_PROBLEM DETAILS:_
Find every line in the listing below that contains the word "blue", and copy each one. Only matches with the same capitalization count.

+ + + +

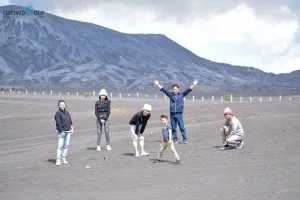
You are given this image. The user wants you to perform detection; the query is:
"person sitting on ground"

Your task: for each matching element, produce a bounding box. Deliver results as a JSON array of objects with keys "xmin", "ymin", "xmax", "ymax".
[{"xmin": 221, "ymin": 107, "xmax": 244, "ymax": 149}]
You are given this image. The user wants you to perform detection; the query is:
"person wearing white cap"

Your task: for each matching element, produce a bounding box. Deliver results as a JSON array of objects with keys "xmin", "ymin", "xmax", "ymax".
[
  {"xmin": 95, "ymin": 89, "xmax": 112, "ymax": 151},
  {"xmin": 129, "ymin": 104, "xmax": 152, "ymax": 157},
  {"xmin": 221, "ymin": 107, "xmax": 244, "ymax": 149}
]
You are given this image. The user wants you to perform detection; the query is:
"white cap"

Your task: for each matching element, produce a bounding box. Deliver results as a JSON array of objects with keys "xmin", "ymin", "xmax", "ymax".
[
  {"xmin": 143, "ymin": 104, "xmax": 152, "ymax": 112},
  {"xmin": 224, "ymin": 107, "xmax": 233, "ymax": 115},
  {"xmin": 99, "ymin": 89, "xmax": 107, "ymax": 96}
]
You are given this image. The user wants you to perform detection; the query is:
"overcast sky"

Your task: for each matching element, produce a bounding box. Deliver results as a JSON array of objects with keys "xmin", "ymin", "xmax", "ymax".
[{"xmin": 0, "ymin": 0, "xmax": 300, "ymax": 73}]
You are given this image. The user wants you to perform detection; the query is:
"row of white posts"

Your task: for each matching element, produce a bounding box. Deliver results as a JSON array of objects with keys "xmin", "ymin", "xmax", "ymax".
[{"xmin": 1, "ymin": 89, "xmax": 300, "ymax": 102}]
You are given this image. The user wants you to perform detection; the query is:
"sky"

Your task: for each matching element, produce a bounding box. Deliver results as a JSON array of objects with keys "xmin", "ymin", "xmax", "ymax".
[{"xmin": 0, "ymin": 0, "xmax": 300, "ymax": 74}]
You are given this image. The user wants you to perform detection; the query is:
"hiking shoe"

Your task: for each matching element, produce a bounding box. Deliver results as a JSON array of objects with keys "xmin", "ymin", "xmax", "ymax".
[
  {"xmin": 55, "ymin": 158, "xmax": 61, "ymax": 166},
  {"xmin": 141, "ymin": 151, "xmax": 149, "ymax": 156},
  {"xmin": 62, "ymin": 158, "xmax": 69, "ymax": 164},
  {"xmin": 106, "ymin": 145, "xmax": 111, "ymax": 151},
  {"xmin": 135, "ymin": 152, "xmax": 141, "ymax": 157},
  {"xmin": 236, "ymin": 140, "xmax": 244, "ymax": 149}
]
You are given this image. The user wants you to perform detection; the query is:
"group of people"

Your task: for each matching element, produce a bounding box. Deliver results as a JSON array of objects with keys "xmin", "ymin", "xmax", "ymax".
[{"xmin": 54, "ymin": 80, "xmax": 244, "ymax": 166}]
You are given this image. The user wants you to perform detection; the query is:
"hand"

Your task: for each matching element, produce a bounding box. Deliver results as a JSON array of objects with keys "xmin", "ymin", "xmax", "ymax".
[
  {"xmin": 193, "ymin": 80, "xmax": 198, "ymax": 86},
  {"xmin": 60, "ymin": 131, "xmax": 66, "ymax": 137}
]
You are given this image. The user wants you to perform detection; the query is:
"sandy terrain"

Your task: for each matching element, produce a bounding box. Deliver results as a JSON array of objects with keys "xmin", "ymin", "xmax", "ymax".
[{"xmin": 0, "ymin": 94, "xmax": 300, "ymax": 200}]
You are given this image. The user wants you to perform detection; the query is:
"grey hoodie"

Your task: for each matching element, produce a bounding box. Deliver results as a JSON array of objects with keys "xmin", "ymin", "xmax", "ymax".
[{"xmin": 224, "ymin": 116, "xmax": 244, "ymax": 138}]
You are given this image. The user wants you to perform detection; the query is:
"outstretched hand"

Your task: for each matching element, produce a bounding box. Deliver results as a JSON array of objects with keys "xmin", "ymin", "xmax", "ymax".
[{"xmin": 193, "ymin": 80, "xmax": 198, "ymax": 86}]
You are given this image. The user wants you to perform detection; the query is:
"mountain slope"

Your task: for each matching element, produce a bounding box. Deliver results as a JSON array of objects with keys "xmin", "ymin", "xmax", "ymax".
[{"xmin": 0, "ymin": 6, "xmax": 300, "ymax": 94}]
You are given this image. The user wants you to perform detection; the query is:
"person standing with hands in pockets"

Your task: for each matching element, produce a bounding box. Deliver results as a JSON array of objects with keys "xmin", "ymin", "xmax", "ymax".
[
  {"xmin": 154, "ymin": 80, "xmax": 198, "ymax": 144},
  {"xmin": 54, "ymin": 100, "xmax": 74, "ymax": 166},
  {"xmin": 95, "ymin": 89, "xmax": 112, "ymax": 151},
  {"xmin": 157, "ymin": 115, "xmax": 180, "ymax": 164}
]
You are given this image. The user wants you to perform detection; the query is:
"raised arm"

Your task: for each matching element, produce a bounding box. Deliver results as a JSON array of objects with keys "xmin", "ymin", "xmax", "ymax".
[{"xmin": 154, "ymin": 80, "xmax": 172, "ymax": 97}]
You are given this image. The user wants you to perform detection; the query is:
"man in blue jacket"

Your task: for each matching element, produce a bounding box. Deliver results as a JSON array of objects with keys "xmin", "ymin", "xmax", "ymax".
[{"xmin": 154, "ymin": 80, "xmax": 198, "ymax": 144}]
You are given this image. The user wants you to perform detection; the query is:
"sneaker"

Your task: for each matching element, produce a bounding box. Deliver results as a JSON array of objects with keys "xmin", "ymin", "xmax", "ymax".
[
  {"xmin": 135, "ymin": 152, "xmax": 141, "ymax": 157},
  {"xmin": 62, "ymin": 158, "xmax": 69, "ymax": 164},
  {"xmin": 141, "ymin": 151, "xmax": 149, "ymax": 156},
  {"xmin": 55, "ymin": 158, "xmax": 61, "ymax": 166},
  {"xmin": 236, "ymin": 140, "xmax": 244, "ymax": 149},
  {"xmin": 220, "ymin": 143, "xmax": 229, "ymax": 150}
]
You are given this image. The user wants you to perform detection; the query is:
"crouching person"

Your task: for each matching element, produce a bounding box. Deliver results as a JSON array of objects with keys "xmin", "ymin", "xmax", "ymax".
[
  {"xmin": 129, "ymin": 104, "xmax": 152, "ymax": 157},
  {"xmin": 157, "ymin": 115, "xmax": 180, "ymax": 164},
  {"xmin": 221, "ymin": 107, "xmax": 244, "ymax": 149}
]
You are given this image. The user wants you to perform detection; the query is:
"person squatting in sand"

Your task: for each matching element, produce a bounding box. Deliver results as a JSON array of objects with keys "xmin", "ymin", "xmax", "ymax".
[
  {"xmin": 221, "ymin": 107, "xmax": 244, "ymax": 149},
  {"xmin": 129, "ymin": 104, "xmax": 152, "ymax": 157}
]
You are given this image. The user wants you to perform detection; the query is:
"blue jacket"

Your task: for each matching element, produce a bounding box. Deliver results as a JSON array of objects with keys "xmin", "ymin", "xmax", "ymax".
[{"xmin": 160, "ymin": 88, "xmax": 192, "ymax": 113}]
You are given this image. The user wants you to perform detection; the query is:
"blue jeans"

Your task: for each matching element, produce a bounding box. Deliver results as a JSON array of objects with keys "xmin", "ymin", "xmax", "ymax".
[
  {"xmin": 96, "ymin": 118, "xmax": 110, "ymax": 146},
  {"xmin": 170, "ymin": 113, "xmax": 187, "ymax": 142},
  {"xmin": 56, "ymin": 131, "xmax": 71, "ymax": 159}
]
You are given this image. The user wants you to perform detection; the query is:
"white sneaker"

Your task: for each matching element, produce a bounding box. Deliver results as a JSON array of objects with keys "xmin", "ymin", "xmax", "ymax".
[
  {"xmin": 135, "ymin": 152, "xmax": 141, "ymax": 157},
  {"xmin": 55, "ymin": 158, "xmax": 61, "ymax": 166},
  {"xmin": 62, "ymin": 158, "xmax": 69, "ymax": 164},
  {"xmin": 141, "ymin": 151, "xmax": 149, "ymax": 156}
]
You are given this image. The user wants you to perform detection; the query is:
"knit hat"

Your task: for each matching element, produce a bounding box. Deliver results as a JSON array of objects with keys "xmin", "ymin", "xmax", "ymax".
[
  {"xmin": 99, "ymin": 89, "xmax": 107, "ymax": 96},
  {"xmin": 224, "ymin": 107, "xmax": 233, "ymax": 115},
  {"xmin": 143, "ymin": 104, "xmax": 152, "ymax": 112}
]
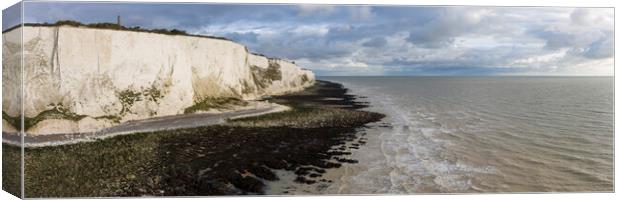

+ + + +

_SOLUTION TO THIS TASK:_
"man in blue jacket"
"blue jacket"
"blue jeans"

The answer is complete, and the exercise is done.